▶ **Excerpt**

——

The stable build contains plenty of features showcased at The Android Show and Google I/O, but if you were hoping to get your hands on Gemini Intelligence, that will ship later this summer to “select advanced devices.” With that out of the way, here’s what Android 17 offers at launch.

So what’s actually new in Android 17?

The most immediately useful addition is Bubbles, a feature that lets you access a select number of apps in the form of a floating window over another app or a circular app icon on the screen when minimized. 

You can access the feature by long-pressing an app icon and selecting the Bubble option. It’s best suited for your two or three-app workflows, letting you access them one after the other with a single tap on the screen. On foldables and tablets, bubbles dock into a dedicated bar at the bottom of the display. 

Android 17 also gets Screen Reactions, a feature that lets you record your phone’s screen along with your face (via the front-facing camera) simultaneously. It’s primarily for content creators, who can now make reaction videos without opening an editing app. 

What about gaming, security, and everything else?

On the gaming side, foldables get a new 50/50 layout with the game view up top and a dynamic gamepad below. Google has also made memory cleanup more efficient, so that gamers don’t experience frame drops and stutters while playing demanding video games.

——

▶ **Dataset**
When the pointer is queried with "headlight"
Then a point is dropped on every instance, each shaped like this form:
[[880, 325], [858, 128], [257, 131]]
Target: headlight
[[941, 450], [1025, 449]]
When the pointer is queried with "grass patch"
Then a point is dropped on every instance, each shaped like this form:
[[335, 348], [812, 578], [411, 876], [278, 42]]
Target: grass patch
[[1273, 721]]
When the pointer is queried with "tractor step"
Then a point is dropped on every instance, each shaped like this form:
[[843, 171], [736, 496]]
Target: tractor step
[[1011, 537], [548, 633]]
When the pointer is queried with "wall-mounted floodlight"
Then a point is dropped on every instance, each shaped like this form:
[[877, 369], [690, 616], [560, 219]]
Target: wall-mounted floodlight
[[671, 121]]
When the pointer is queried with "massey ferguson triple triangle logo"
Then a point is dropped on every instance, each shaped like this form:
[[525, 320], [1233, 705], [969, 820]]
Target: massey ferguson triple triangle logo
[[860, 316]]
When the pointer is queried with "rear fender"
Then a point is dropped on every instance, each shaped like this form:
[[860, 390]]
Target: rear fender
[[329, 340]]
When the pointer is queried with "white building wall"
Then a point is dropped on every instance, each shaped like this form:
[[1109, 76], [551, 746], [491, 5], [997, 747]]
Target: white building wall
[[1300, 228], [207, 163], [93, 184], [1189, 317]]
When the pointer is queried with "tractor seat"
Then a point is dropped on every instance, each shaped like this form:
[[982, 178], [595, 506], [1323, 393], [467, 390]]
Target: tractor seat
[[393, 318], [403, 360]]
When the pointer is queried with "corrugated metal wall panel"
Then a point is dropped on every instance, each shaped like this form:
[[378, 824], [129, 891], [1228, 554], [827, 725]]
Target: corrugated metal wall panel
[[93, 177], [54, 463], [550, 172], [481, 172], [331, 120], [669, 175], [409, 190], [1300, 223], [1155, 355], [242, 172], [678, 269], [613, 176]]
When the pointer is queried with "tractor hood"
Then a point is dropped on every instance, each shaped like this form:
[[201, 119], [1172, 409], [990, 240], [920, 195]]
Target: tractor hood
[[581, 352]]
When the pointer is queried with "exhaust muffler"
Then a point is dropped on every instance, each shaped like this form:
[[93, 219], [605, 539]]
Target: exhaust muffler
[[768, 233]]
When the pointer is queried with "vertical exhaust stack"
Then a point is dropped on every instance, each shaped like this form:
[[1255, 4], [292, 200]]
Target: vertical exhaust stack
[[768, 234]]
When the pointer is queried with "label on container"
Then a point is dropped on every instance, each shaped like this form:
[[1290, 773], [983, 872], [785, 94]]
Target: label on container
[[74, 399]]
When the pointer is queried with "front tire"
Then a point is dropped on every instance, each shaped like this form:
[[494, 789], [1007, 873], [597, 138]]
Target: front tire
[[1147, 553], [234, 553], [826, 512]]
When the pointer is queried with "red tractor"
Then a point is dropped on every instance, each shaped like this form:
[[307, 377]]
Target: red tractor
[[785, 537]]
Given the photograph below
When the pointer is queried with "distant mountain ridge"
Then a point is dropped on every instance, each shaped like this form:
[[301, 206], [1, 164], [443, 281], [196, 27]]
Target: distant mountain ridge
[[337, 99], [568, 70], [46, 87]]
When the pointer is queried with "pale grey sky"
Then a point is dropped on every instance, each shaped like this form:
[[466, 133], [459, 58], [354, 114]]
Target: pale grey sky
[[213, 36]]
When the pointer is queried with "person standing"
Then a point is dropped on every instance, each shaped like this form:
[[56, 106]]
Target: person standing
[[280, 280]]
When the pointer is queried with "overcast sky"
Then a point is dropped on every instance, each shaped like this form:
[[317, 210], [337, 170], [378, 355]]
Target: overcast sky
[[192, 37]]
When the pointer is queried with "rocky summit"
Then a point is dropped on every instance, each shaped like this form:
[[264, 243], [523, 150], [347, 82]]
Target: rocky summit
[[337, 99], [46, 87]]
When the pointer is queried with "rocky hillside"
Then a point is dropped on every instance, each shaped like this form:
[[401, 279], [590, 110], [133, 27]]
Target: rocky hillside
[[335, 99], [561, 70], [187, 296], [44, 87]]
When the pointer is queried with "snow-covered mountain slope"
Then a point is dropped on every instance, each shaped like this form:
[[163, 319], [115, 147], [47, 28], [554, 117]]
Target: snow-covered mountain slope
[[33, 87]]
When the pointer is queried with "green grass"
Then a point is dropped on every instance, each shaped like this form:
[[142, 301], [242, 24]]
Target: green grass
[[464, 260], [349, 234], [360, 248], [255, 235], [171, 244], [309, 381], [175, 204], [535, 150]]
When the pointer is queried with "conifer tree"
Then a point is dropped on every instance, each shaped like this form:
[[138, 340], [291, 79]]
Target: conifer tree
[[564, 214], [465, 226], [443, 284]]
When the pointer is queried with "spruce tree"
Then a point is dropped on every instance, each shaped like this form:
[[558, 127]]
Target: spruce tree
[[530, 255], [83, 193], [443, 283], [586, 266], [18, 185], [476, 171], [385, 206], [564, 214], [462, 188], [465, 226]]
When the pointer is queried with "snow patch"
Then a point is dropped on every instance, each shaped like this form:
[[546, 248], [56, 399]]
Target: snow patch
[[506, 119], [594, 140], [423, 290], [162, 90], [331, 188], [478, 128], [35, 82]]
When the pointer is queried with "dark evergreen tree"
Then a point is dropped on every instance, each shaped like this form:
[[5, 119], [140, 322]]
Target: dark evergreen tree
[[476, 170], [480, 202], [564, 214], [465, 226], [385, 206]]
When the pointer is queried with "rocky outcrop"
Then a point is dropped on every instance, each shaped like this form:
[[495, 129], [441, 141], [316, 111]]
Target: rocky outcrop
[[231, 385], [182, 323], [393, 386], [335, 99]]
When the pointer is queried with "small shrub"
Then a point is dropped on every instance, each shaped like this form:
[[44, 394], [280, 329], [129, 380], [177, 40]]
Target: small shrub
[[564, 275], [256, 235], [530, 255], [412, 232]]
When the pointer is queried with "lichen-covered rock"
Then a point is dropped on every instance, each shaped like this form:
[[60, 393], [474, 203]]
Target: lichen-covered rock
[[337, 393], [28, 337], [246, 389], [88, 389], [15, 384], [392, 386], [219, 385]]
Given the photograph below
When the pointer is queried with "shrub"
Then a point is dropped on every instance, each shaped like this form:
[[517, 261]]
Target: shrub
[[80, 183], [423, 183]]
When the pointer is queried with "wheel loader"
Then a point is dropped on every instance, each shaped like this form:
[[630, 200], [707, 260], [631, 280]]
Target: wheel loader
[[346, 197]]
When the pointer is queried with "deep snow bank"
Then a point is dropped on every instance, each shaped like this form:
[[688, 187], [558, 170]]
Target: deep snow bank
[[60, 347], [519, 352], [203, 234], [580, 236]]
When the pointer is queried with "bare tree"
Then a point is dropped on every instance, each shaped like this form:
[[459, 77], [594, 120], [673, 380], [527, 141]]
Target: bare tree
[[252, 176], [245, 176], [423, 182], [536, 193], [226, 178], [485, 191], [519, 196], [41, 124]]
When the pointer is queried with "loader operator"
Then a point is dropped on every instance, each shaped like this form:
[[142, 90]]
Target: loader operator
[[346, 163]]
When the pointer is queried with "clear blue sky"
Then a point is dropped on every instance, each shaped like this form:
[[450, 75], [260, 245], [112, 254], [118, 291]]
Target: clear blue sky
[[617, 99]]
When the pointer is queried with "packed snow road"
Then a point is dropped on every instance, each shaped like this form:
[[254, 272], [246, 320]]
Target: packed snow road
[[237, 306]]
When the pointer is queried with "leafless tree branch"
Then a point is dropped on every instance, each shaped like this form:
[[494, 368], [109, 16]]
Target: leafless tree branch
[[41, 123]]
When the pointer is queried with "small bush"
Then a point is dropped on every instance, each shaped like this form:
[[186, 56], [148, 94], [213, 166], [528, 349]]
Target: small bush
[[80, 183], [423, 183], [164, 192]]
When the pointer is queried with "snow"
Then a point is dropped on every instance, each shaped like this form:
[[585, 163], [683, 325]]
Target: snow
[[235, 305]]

——

▶ **Tasks and exercises**
A: Answer these questions using the excerpt on Android 17:
(i) When, and to which devices, will Gemini Intelligence ship?
(ii) How does a user turn on Bubbles for an app?
(iii) What layout do foldables get for gaming?
B: Extend the excerpt on Android 17 by continuing it after its final sentence.
The listing is not needed for anything that follows.

▶ **Numbered answers**
A:
(i) Later this summer, to "select advanced devices."
(ii) By long-pressing the app icon and selecting the Bubble option.
(iii) A 50/50 layout, with the game view up top and a dynamic gamepad below.

B:
Security gets a meaningful upgrade with features like temporary location permissions and contact-level sharing controls (vs. sharing the entire address book). The Mark as Lost feature in the Find Hub now locks your phone via biometrics so nobody can unlock and reset it with the passcode.

Google also caps PIN guessing, with longer wait times between failed attempts. Rounding out the Android 17 update are hidden app names on the home screen, a dedicated volume slider for your AI assistant (Gemini on Pixel phones), Parental Controls expanding to all Android devices, and app memory limits for preserving system resources.  

Today is the day 👀

— Android Developers (@AndroidDev) June 16, 2026

While Pixel phones are the first to get the update, expect other OEMs to announce their Android 17-based updates in the coming weeks. Samsung, for instance, is expected to roll out One UI 9 at the second Galaxy Unpacked event of the year, rumored to take place on July 22, 2026. Other brands like OnePlus should follow soon.